Aim of the task: Please render all of the data below as a numbered list, leaving out any blank lines.

+-------+

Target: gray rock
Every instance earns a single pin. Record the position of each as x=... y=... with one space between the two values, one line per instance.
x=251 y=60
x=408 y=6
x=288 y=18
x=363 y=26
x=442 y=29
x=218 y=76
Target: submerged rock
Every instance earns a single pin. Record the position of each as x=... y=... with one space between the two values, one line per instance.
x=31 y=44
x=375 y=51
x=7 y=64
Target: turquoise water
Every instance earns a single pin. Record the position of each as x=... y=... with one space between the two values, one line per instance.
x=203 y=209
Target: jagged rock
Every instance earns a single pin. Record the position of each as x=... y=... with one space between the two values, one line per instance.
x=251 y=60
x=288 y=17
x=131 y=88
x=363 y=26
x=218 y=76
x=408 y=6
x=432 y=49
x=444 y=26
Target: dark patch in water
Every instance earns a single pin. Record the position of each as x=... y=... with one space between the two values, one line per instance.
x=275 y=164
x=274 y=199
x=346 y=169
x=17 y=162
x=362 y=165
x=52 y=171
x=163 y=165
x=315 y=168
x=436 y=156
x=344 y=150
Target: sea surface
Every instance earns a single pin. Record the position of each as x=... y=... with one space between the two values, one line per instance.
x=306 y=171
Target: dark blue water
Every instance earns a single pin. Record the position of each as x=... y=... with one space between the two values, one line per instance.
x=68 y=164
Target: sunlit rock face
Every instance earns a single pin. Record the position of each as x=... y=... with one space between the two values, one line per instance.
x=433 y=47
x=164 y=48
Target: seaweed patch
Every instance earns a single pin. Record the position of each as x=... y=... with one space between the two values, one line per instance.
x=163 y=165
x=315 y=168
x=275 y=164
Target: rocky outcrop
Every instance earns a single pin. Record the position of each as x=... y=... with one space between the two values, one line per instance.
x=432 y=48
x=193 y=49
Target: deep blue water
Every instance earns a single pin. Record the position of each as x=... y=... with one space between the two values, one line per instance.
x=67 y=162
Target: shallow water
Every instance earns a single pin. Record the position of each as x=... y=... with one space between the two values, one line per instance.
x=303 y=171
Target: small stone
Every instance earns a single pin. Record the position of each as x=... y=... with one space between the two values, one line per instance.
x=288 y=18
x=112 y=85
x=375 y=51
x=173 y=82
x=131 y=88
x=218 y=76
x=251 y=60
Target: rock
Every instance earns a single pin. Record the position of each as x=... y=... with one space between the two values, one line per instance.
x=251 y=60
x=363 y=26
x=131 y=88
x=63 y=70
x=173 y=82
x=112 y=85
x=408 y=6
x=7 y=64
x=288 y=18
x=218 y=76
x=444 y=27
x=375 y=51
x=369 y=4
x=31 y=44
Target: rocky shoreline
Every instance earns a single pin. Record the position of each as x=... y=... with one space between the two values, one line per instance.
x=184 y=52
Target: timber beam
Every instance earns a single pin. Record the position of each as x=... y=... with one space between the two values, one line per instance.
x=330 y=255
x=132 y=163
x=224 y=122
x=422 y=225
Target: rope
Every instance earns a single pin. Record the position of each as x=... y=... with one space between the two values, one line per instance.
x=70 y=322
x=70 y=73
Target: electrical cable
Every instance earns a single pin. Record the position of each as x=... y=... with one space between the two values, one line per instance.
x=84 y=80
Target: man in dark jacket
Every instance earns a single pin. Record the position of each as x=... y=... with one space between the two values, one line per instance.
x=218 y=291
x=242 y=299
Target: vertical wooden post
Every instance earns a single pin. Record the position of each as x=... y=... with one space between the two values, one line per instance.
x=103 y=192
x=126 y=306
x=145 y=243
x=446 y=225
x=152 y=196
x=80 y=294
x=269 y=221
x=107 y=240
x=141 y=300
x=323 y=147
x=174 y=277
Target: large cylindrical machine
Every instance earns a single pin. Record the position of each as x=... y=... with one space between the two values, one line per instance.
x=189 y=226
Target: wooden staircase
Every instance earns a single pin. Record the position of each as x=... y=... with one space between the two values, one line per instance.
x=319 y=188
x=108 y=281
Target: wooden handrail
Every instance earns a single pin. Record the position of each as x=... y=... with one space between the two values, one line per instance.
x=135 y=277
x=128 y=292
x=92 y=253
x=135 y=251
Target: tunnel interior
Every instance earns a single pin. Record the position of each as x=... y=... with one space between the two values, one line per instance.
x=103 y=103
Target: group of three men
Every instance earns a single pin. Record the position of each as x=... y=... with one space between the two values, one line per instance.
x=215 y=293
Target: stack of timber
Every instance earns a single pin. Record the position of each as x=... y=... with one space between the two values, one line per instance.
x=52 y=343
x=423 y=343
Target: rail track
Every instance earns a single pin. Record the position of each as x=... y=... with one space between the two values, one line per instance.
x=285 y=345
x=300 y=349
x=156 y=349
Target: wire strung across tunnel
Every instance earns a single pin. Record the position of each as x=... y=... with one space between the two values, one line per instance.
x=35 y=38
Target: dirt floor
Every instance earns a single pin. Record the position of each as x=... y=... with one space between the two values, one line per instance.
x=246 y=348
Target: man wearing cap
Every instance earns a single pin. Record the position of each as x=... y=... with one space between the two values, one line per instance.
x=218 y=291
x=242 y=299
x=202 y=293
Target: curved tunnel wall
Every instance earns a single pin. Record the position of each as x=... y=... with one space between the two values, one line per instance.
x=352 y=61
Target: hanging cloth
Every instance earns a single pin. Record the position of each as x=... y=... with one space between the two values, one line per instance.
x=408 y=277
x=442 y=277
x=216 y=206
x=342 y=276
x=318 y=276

+-------+

Problem solution:
1. Target: gray rock
2. Every instance earns a single pin. Record the position of each as x=... y=... with one space between the two values, one line per instance.
3. x=251 y=60
4. x=408 y=6
5. x=288 y=18
6. x=363 y=26
7. x=442 y=29
8. x=218 y=76
9. Target: submerged rock
10. Every instance earns a single pin. Record the position of each as x=... y=... with one space between the two values, one line per instance.
11. x=31 y=44
12. x=375 y=51
13. x=7 y=64
14. Target: turquoise water
15. Every instance earns a single pin. Record the position of each as x=... y=... with one space between the two values, one line per instance.
16. x=203 y=209
17. Target: jagged rock
18. Every instance earns a single pin. Record the position of each as x=... y=... with one space between the two values, one line per instance.
19. x=251 y=60
20. x=288 y=17
21. x=131 y=88
22. x=363 y=26
23. x=218 y=76
24. x=408 y=6
25. x=432 y=49
26. x=444 y=26
27. Target: dark patch in water
28. Every instance earns a single pin. Record the position of each as x=... y=... with one space between the two values, one line per instance.
29. x=275 y=164
30. x=274 y=199
31. x=346 y=169
32. x=17 y=162
33. x=362 y=165
34. x=52 y=171
35. x=163 y=165
36. x=315 y=168
37. x=436 y=156
38. x=344 y=150
39. Target: sea surface
40. Every instance earns a single pin. Record the position of each as x=... y=... with one space between the two values, one line per instance.
41. x=306 y=171
42. Target: dark blue water
43. Every instance earns a single pin. Record the position of each as x=... y=... with one space between the two values, one line per instance.
44. x=68 y=164
45. Target: sunlit rock face
46. Every instance earns a single pin. Record the position of each as x=... y=... with one space between the two values, one line per instance.
47. x=433 y=47
48. x=164 y=48
49. Target: seaweed patch
50. Every instance earns a single pin. Record the position of each as x=... y=... with one space between the two values, one line per instance.
51. x=163 y=165
52. x=315 y=168
53. x=275 y=164
54. Target: rocky outcrop
55. Every instance earns a single pin. Record the position of each as x=... y=... with one space between the two values, one line per instance.
56. x=432 y=48
57. x=193 y=49
58. Target: deep blue water
59. Every instance earns a single pin. Record the position of each as x=... y=... with one space between the two values, one line per instance.
60. x=67 y=162
61. Target: shallow water
62. Every instance earns a single pin. Record the position of each as x=... y=... with one space between the two values, one line per instance.
63. x=303 y=171
64. Target: small stone
65. Every instance earns a single pin. Record the position of each as x=... y=... with one space between the two values, one line per instance.
66. x=288 y=18
67. x=112 y=85
68. x=375 y=51
69. x=173 y=82
70. x=131 y=88
71. x=218 y=76
72. x=251 y=60
73. Target: rock
74. Every instance earns a single pin. Record the position of each as x=... y=... with one space between the two values, one line per instance.
75. x=251 y=60
76. x=363 y=26
77. x=131 y=88
78. x=63 y=70
79. x=173 y=82
80. x=112 y=85
81. x=408 y=6
82. x=7 y=64
83. x=288 y=18
84. x=218 y=76
85. x=444 y=27
86. x=375 y=51
87. x=369 y=4
88. x=31 y=44
89. Target: rocky shoreline
90. Every instance earns a single pin. Record the position of each as x=... y=... with one space between the two values, one line per instance.
91. x=184 y=52
92. Target: timber beam
93. Every instance earns a single pin. Record the position of each as x=... y=... with one space between the two values, one line per instance.
94. x=330 y=255
95. x=132 y=163
96. x=224 y=122
97. x=422 y=225
98. Target: rope
99. Every instance earns a single pin. Record the position of each as x=... y=... with one space between the two values, one line per instance.
100. x=70 y=322
101. x=70 y=73
102. Target: electrical cable
103. Every instance earns a single pin. Record the position of each as x=... y=... with one space between the two values, one line per instance.
104. x=84 y=80
105. Target: man in dark jacket
106. Every instance earns a single pin. Record the position of each as x=... y=... with one space between the two values, one line per instance.
107. x=218 y=291
108. x=242 y=299
109. Target: vertical wooden post
110. Every instance earns a single pin. Record the position of each as x=... y=... with one space between the two values, one line per instance.
111. x=103 y=192
112. x=126 y=306
113. x=145 y=243
114. x=446 y=225
115. x=152 y=196
116. x=80 y=294
117. x=269 y=221
118. x=107 y=240
119. x=141 y=300
120. x=323 y=147
121. x=174 y=277
122. Target: large cylindrical machine
123. Every instance earns a single pin. Record the position of each as x=... y=... with one space between the two values, one line per instance.
124. x=189 y=226
125. Target: wooden staircase
126. Every instance earns a single pin. Record the position of each as x=... y=... with one space between the two values, one line per instance.
127. x=319 y=188
128. x=108 y=281
129. Target: wooden handrail
130. Every instance earns a single pin. Record the position of each as x=... y=... with one space between the two values, one line per instance.
131. x=135 y=277
132. x=128 y=292
133. x=92 y=253
134. x=135 y=251
135. Target: tunnel interior
136. Every instance earns a single pin. Record the position of each as x=... y=... with one space between the two values, one line per instance.
137. x=103 y=103
138. Target: group of three men
139. Every instance earns a single pin. Record the position of each as x=... y=... with one space between the two values, one line per instance.
140. x=215 y=293
141. Target: stack of timber
142. Every instance earns a single pin. Record the position of each as x=... y=... with one space between the two values, one line per instance.
143. x=52 y=343
144. x=423 y=343
145. Target: rail track
146. Every instance earns a single pin. Record the position of each as x=... y=... with one space between the two values, one line per instance.
147. x=285 y=345
148. x=300 y=349
149. x=156 y=349
150. Target: wire strung across tunnel
151. Every instance earns a single pin. Record the position of each as x=... y=... with one space between the two values, one line per instance.
152. x=35 y=38
153. Target: dirt floor
154. Every instance earns a single pin. Record the position of each as x=... y=... with one space between the two values, one line per instance.
155. x=246 y=348
156. Target: man wearing cap
157. Every instance earns a single pin. Record the position of each as x=... y=... with one space between the two values, one line per instance.
158. x=218 y=291
159. x=242 y=299
160. x=202 y=293
161. Target: curved tunnel wall
162. Every instance earns a single pin. Record the position of each as x=... y=... with one space between the two values, one line per instance.
163. x=352 y=61
164. Target: hanging cloth
165. Every instance earns a single pin. Record the position of each as x=... y=... with one space between the two values, one line per instance.
166. x=408 y=277
167. x=442 y=277
168. x=216 y=206
169. x=342 y=276
170. x=318 y=276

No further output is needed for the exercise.